## Textblock

╭──

Italien inszeniert sich gern als Land wilder Natur, romantischer Berglandschaften und traditioneller Schäferidylle – doch hinter der Postkartenkulisse spielt sich ein stilles Massaker an Wölfen ab, das von Jahr zu Jahr brutaler wird. Immer mehr Tiere werden tot aufgefunden, verendet am Straßenrand, in Schluchten, an Waldrändern oder einfach spurlos verschwunden, während offizielle Stellen mit Statistiken hantieren und Umweltschützer nur noch fassungslos von einer dramatischen Entwicklung sprechen. Was früher als seltenes, streng geschütztes Symbol für die Rückkehr der Wildnis galt, verkommt in weiten Teilen des Landes zum unliebsamen Störfaktor, der offensichtlich von vielen lieber tot als lebendig gesehen wird.
Tierschutzorganisationen schlagen Alarm, weil die Zahl der dokumentierten toten Wölfe längst nur die sichtbare Spitze eines viel größeren Problems ist und die Dunkelziffer durch Wilderei, Vergiftung und illegale Abschüsse kaum zu erfassen ist. Dass der Wolf inzwischen nicht mehr als streng geschützt, sondern nur noch als geschützt eingestuft wird, wirkt wie eine heimliche Einladung an jene, die im Schatten abgelegener Täler und Wälder ihre eigene brutale „Bestandsregulierung“ durchsetzen wollen. Während offizielle Stellen von Einzelfällen reden und gerne auf Konflikte mit Weidetieren verweisen, wächst in Wahrheit eine Kultur der Gewalt, in der Schusswaffen, Fallen und Giftköder zum stummen Werkzeug eines Feldzugs gegen ein Tier geworden sind, das sich nur das zurückholt, was ihm der Mensch vor langer Zeit genommen hat.
Diese Entscheidung, den Schutzstatus zu lockern, sendet ein fatales Signal: Nicht Koexistenz, Prävention und ernsthafte Unterstützung für die Landwirtschaft stehen im Vordergrund, sondern das bequeme Wegschaffen eines „Problems“, das die Politik nicht mutig und intelligent lösen will. Anstatt Herdenschutz zu stärken, Entschädigungen fair und unbürokratisch zu regeln und Aufklärung zu betreiben, lässt der Staat zu, dass Frust und Hass auf Kosten eines streng sozial organisierten Wildtiers ausgelebt werden, das für die Gesundheit der Ökosysteme eine wichtige Rolle spielt. Zurück bleibt ein Land, das sich nach außen mit Nationalparks und Naturromantik schmückt, im Hintergrund aber zulässt, dass seine letzten großen Beutegreifer systematisch dezimiert werden – ein bitteres Zeugnis dafür, wie wenig echter Naturschutz wert ist, wenn wirtschaftliche Interessen, Angstschürerei und Populismus den Ton angeben.

╰──

## Eingabedaten
╭──

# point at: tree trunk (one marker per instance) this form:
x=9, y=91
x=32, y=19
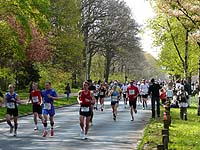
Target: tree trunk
x=186, y=56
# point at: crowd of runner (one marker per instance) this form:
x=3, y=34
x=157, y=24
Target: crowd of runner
x=92, y=96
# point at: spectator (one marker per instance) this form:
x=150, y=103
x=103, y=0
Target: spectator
x=154, y=92
x=187, y=88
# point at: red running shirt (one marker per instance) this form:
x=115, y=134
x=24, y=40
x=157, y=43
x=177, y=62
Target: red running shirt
x=132, y=92
x=83, y=98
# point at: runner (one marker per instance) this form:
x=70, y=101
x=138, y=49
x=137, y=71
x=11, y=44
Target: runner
x=92, y=88
x=124, y=92
x=12, y=99
x=96, y=94
x=115, y=95
x=85, y=99
x=49, y=95
x=35, y=98
x=102, y=93
x=144, y=93
x=133, y=92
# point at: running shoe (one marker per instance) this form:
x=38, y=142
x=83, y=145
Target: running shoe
x=132, y=119
x=15, y=133
x=136, y=111
x=52, y=132
x=44, y=133
x=36, y=128
x=82, y=135
x=85, y=136
x=11, y=129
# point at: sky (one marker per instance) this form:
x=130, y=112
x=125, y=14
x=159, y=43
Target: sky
x=141, y=11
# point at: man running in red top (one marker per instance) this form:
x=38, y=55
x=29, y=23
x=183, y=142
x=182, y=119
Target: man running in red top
x=133, y=92
x=85, y=99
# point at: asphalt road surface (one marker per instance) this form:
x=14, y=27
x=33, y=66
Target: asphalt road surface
x=104, y=134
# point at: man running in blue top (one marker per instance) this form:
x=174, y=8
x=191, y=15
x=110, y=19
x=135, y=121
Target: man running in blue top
x=49, y=95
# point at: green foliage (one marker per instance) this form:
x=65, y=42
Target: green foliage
x=182, y=134
x=57, y=77
x=164, y=28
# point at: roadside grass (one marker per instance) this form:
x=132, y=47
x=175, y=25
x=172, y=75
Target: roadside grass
x=183, y=134
x=27, y=109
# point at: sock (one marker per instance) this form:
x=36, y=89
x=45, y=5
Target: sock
x=52, y=125
x=9, y=123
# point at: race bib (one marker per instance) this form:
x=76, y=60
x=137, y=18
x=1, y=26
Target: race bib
x=35, y=99
x=10, y=105
x=47, y=106
x=85, y=109
x=132, y=92
x=101, y=93
x=114, y=98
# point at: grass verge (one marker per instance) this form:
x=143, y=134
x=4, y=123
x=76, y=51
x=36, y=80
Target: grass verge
x=27, y=109
x=183, y=134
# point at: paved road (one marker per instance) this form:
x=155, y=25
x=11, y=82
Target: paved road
x=104, y=134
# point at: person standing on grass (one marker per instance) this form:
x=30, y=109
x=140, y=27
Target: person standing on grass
x=48, y=95
x=182, y=97
x=36, y=99
x=154, y=92
x=133, y=93
x=11, y=101
x=85, y=99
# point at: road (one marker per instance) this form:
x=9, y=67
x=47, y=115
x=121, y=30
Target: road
x=104, y=134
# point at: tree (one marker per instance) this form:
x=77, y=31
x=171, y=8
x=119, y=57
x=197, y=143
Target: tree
x=177, y=17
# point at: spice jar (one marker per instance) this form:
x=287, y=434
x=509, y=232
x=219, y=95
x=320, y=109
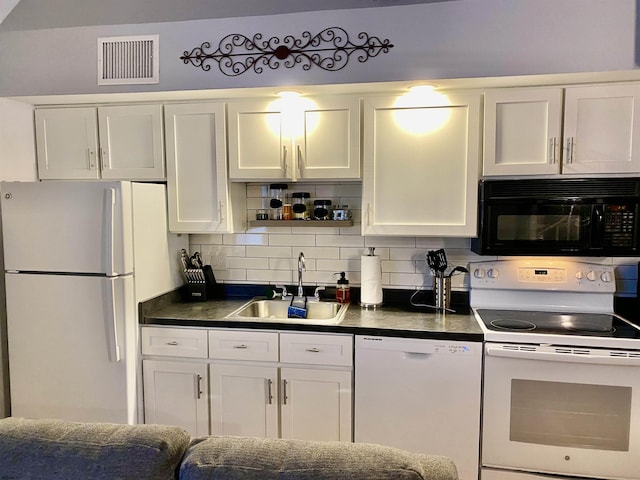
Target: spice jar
x=301, y=210
x=277, y=194
x=321, y=209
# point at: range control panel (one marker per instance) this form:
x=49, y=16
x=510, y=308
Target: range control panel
x=543, y=274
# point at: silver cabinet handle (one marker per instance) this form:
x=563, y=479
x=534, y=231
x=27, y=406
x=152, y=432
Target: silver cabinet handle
x=284, y=392
x=199, y=386
x=109, y=221
x=300, y=162
x=552, y=150
x=570, y=146
x=104, y=157
x=91, y=154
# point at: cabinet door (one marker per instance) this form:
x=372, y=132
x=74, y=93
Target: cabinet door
x=259, y=147
x=602, y=129
x=244, y=400
x=175, y=394
x=522, y=131
x=197, y=190
x=421, y=165
x=316, y=404
x=328, y=147
x=131, y=142
x=67, y=143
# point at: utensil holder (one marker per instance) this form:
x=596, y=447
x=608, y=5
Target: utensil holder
x=201, y=284
x=442, y=292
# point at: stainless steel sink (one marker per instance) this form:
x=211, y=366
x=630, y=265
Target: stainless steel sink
x=327, y=313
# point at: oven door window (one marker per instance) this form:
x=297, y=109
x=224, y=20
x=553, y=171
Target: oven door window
x=570, y=414
x=535, y=228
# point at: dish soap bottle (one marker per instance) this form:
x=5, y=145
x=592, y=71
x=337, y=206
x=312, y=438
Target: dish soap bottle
x=343, y=292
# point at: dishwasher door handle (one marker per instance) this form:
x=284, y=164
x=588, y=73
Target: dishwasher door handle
x=416, y=355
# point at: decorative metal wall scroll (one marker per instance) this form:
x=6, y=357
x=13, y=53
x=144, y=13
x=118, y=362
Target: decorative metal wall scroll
x=330, y=50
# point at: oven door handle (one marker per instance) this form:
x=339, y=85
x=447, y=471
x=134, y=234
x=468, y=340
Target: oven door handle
x=563, y=357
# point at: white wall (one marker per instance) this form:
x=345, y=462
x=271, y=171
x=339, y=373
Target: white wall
x=465, y=38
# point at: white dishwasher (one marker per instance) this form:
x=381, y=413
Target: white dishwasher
x=421, y=395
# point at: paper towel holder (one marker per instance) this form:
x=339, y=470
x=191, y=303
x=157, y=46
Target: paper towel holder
x=369, y=305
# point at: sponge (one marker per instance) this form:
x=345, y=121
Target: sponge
x=297, y=307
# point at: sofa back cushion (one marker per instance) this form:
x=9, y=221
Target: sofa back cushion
x=56, y=450
x=229, y=458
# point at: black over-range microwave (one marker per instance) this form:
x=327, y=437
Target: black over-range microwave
x=577, y=216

╰──

## Aufgabenstellung
Schreibe den Abschnitt aus dem Text über die Wölfe in Italien ab, beginnend bei „Italien inszeniert sich“ und endend bei „lebendig gesehen wird.“, und ändere dabei „Postkartenkulisse“ in „Fassade“. Stütze dich beim Bearbeiten ausschließlich auf den Text über die Wölfe in Italien.

## Lösung
Italien inszeniert sich gern als Land wilder Natur, romantischer Berglandschaften und traditioneller Schäferidylle – doch hinter der Fassade spielt sich ein stilles Massaker an Wölfen ab, das von Jahr zu Jahr brutaler wird. Immer mehr Tiere werden tot aufgefunden, verendet am Straßenrand, in Schluchten, an Waldrändern oder einfach spurlos verschwunden, während offizielle Stellen mit Statistiken hantieren und Umweltschützer nur noch fassungslos von einer dramatischen Entwicklung sprechen. Was früher als seltenes, streng geschütztes Symbol für die Rückkehr der Wildnis galt, verkommt in weiten Teilen des Landes zum unliebsamen Störfaktor, der offensichtlich von vielen lieber tot als lebendig gesehen wird.